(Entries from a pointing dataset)
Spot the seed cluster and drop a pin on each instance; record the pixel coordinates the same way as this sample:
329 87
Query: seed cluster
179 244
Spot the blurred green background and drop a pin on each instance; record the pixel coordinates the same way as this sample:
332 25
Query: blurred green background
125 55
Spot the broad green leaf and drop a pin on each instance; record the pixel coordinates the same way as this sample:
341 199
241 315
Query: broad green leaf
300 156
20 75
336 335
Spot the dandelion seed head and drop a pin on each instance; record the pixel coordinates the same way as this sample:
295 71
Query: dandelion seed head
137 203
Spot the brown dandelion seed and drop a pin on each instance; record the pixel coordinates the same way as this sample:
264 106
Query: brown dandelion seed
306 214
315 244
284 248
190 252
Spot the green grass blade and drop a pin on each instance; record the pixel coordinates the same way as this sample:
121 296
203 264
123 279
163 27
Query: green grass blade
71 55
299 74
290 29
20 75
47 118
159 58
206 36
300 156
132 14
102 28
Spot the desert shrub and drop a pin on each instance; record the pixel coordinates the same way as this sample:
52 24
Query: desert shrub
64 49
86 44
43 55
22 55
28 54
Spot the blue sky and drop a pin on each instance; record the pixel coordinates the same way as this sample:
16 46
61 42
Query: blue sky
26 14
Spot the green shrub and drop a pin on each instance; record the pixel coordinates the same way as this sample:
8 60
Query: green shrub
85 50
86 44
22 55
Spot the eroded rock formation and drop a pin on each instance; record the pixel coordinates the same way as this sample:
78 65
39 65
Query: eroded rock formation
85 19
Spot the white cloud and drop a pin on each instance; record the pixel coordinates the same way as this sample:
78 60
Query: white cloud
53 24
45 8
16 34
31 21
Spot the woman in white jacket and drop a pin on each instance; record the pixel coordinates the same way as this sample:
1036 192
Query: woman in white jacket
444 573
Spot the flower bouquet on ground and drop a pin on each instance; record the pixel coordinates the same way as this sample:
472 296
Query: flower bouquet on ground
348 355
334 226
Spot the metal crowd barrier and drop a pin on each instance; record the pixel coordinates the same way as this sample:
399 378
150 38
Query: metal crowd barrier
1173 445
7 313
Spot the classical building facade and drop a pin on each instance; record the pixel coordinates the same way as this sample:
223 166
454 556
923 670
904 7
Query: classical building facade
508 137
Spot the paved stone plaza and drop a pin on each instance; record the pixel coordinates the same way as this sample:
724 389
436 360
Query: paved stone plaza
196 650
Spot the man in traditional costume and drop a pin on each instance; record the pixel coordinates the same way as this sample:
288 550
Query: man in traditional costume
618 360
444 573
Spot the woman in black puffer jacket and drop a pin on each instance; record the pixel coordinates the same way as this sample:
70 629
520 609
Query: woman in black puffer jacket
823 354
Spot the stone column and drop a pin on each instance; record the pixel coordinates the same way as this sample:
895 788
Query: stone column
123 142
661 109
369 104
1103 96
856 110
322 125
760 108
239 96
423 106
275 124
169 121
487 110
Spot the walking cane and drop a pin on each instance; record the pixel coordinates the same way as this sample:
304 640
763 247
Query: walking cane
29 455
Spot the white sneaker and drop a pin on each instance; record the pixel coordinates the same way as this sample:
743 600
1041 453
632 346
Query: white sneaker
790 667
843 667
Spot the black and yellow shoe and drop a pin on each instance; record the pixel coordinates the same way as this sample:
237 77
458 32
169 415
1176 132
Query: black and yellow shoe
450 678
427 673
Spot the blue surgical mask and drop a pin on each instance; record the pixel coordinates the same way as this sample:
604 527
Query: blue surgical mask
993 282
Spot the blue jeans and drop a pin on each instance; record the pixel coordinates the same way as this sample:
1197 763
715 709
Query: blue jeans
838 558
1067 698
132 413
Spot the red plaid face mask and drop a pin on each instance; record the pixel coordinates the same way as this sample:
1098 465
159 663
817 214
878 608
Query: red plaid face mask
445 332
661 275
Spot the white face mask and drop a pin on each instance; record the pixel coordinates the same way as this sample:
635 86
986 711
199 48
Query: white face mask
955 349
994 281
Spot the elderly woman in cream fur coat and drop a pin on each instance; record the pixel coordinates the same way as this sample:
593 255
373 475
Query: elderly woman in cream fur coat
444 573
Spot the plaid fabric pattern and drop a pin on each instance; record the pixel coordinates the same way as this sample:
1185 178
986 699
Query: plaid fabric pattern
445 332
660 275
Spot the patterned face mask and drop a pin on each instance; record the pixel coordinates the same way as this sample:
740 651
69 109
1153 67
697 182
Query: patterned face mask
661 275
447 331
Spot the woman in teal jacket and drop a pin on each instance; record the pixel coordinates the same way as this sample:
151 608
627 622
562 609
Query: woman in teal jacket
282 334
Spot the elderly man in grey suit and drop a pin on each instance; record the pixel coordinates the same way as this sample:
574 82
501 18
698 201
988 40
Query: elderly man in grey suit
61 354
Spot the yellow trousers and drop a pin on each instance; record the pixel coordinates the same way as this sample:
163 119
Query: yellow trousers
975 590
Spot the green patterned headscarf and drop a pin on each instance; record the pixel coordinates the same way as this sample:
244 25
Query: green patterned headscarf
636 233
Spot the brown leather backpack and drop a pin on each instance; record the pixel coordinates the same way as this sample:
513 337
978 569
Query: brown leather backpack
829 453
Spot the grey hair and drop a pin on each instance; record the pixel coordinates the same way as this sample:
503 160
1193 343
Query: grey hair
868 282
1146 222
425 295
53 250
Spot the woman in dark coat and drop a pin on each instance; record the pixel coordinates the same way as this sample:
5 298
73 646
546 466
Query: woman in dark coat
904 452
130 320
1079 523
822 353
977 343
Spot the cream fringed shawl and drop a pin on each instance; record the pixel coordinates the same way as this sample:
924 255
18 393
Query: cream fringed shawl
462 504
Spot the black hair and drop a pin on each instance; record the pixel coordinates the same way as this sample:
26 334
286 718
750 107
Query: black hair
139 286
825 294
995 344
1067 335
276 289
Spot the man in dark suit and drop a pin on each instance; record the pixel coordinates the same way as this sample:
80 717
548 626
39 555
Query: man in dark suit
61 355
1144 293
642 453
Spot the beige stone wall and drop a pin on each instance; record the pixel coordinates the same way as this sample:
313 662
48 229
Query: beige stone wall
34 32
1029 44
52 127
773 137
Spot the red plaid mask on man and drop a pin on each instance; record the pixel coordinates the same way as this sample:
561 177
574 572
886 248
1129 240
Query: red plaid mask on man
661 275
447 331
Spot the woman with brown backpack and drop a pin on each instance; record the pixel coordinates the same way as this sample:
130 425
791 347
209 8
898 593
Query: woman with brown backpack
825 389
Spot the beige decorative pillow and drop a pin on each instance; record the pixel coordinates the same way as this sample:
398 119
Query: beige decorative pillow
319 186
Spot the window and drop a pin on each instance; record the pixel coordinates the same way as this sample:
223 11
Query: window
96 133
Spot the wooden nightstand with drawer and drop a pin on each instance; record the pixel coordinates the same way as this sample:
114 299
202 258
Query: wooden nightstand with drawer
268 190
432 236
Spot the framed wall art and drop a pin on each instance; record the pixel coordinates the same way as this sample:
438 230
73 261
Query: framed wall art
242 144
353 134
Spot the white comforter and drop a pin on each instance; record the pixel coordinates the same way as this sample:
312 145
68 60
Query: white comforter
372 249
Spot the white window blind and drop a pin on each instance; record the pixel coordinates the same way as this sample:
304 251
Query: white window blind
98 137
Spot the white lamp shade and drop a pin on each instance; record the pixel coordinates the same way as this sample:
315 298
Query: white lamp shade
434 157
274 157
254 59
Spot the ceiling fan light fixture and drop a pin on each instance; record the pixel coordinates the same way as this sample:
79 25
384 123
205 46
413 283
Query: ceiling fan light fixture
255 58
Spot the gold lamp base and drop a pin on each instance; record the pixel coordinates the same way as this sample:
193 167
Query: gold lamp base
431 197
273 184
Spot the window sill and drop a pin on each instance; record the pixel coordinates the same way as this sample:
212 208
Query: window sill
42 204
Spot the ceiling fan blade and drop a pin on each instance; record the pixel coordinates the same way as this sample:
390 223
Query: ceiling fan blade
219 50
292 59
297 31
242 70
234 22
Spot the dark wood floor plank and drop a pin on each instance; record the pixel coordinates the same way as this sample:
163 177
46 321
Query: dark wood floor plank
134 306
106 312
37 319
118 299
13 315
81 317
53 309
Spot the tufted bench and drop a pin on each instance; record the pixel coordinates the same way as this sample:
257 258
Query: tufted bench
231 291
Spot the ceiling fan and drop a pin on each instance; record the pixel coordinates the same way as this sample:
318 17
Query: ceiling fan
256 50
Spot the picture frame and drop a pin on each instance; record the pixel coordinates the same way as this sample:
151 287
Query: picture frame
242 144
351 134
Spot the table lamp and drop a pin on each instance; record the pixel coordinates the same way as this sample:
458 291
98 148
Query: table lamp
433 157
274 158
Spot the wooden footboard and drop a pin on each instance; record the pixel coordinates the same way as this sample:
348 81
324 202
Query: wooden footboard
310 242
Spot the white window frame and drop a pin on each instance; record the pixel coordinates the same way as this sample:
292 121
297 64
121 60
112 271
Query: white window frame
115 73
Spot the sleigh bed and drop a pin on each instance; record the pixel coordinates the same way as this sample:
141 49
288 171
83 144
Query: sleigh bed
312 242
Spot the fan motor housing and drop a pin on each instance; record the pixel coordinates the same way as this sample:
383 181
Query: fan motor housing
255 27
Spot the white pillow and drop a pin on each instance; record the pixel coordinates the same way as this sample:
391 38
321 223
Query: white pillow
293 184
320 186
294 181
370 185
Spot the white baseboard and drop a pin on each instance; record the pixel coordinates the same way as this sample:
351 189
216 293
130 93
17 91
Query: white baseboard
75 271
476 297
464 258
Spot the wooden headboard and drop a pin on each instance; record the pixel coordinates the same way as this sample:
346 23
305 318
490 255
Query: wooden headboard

» Task statement
Take the line with "Spot the ceiling fan blade" and all lines after it to the last line, and reproduce them exactly.

» Final answer
Spot the ceiling fan blade and drop a pin on each instance; record the pixel coordinates the same way as this sample:
390 223
Query: ceiling fan blade
219 50
292 59
297 31
242 70
234 22
Spot the dark wood floor plank and drop a pin on each instance; record the pixel coordinates the same way as this sample:
163 177
46 321
Query: dark wood floor plank
134 306
106 312
37 319
118 299
13 315
81 317
53 309
Spot the tufted bench and drop a pin on each instance; record the pixel coordinates the same way as this sample:
257 258
Query: tufted bench
231 291
Spot the ceiling fan and drop a pin on each instance; record the pixel coordinates the same way as this sample:
318 17
Query: ceiling fan
256 50
Spot the picture frame and drop a pin on each instance; record the pixel coordinates the same way as this sample:
151 287
Query: picture frame
242 144
351 134
Spot the table lamp and drop a pin on each instance; record the pixel coordinates the same way as this sample:
458 291
98 148
Query: table lamp
433 157
274 158
Spot the wooden footboard and drop a pin on each instance; record the pixel coordinates the same way as this sample:
348 81
324 202
Query: wooden footboard
310 242
Spot the white window frame and drop a pin on each instance; record the pixel coordinates the same way as this sample:
292 121
297 64
121 60
112 271
Query: white window frame
115 73
Spot the sleigh bed and drop a pin on each instance; record the pixel coordinates the same way as this sample:
141 49
288 171
83 144
Query: sleigh bed
312 242
Spot the fan motor housing and drop a pin on each instance; record the pixel coordinates the same way as this sample:
383 181
Query: fan motor housing
255 27
Spot the white pillow and drop a pin on each instance; record the pixel coordinates the same way as this sample:
391 38
321 223
Query: white pillow
293 184
320 186
294 181
370 185
Spot the white baseboard and drop a pin on each instance; record the pixel coordinates the same way as this sample:
351 189
216 293
130 93
17 91
Query: white baseboard
75 271
476 297
464 258
Spot the wooden headboard and drop a pin on each instance; record the pixel coordinates the same way as this sample:
346 23
305 318
490 255
Query: wooden headboard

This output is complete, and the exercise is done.